Before I sit down, may I refer to the absence of my noble friend Lady Birk? As the House knows, she takes a deep interest in these matters. She is not able to be here this evening, but certainly she will be here at the Committee stage and will want to take a full part in it. We on these Benches welcome the initiative of the Minister in trying to put right (and I believe he has substantially put right) many things that are wrong. But when it comes to the question of the 10 per cent. we support its application not merely to the building of the flats but to the extension of the buildings as well. We look forward to some helpful words from the Minister now, and we want to help him to make sure that this is a better Bill when it finally leaves this House.
§ 12.3 a.m.

GOALS:
A - Using the parliamentary speech, explain why the speaker draws attention to Lady Birk's absence.
B - According to the parliamentary speech, what do the speaker's Benches want the 10 per cent. applied to?
C - Repeat the parliamentary speech word for word from "Before I sit" to "leaves this House.".

DATA EXCERPT:
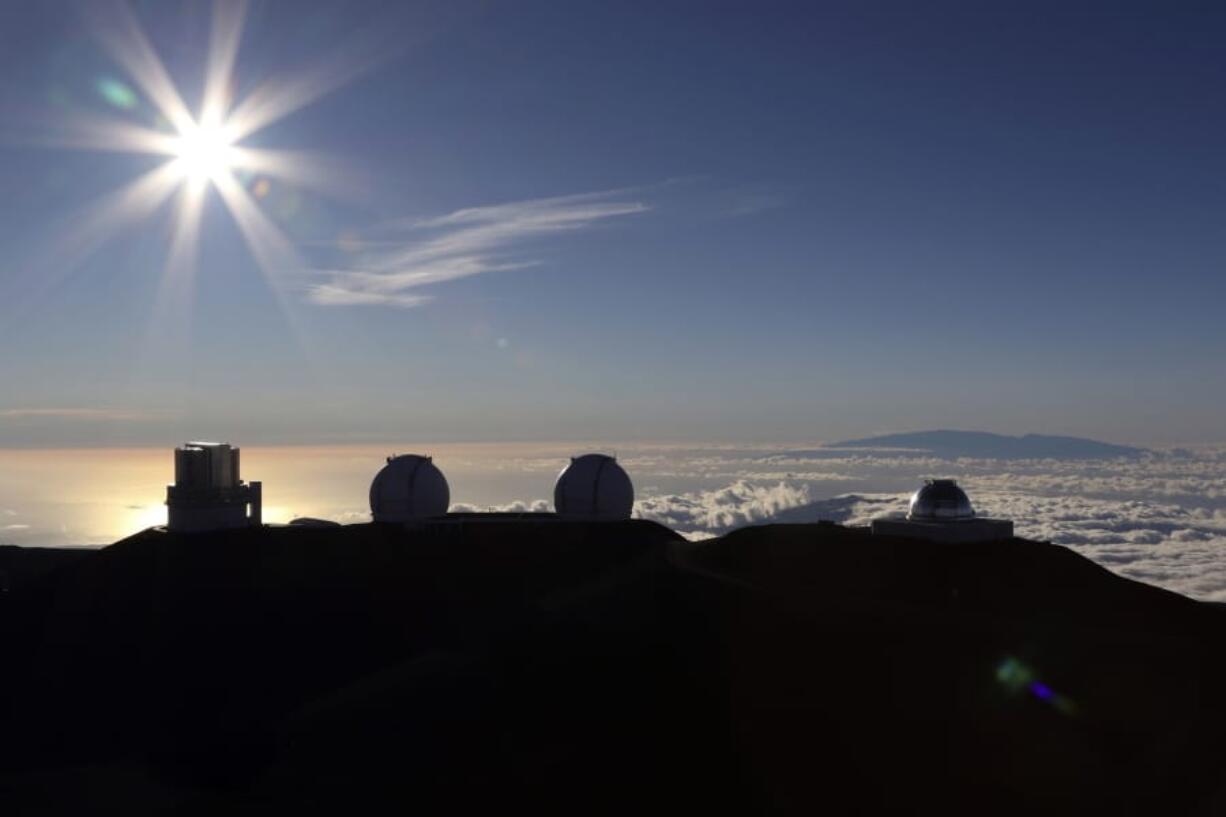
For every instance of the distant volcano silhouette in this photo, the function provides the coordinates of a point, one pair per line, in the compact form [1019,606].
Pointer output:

OUTPUTS FOR THE TASKS:
A - The speaker notes her absence because she takes a deep interest in these matters. She cannot attend this evening, but she will be present at the Committee stage and will want to take a full part in it.

B - They want it applied not only to the building of the flats but also to the extension of the buildings.

C -
Before I sit down, may I refer to the absence of my noble friend Lady Birk? As the House knows, she takes a deep interest in these matters. She is not able to be here this evening, but certainly she will be here at the Committee stage and will want to take a full part in it. We on these Benches welcome the initiative of the Minister in trying to put right (and I believe he has substantially put right) many things that are wrong. But when it comes to the question of the 10 per cent. we support its application not merely to the building of the flats but to the extension of the buildings as well. We look forward to some helpful words from the Minister now, and we want to help him to make sure that this is a better Bill when it finally leaves this House.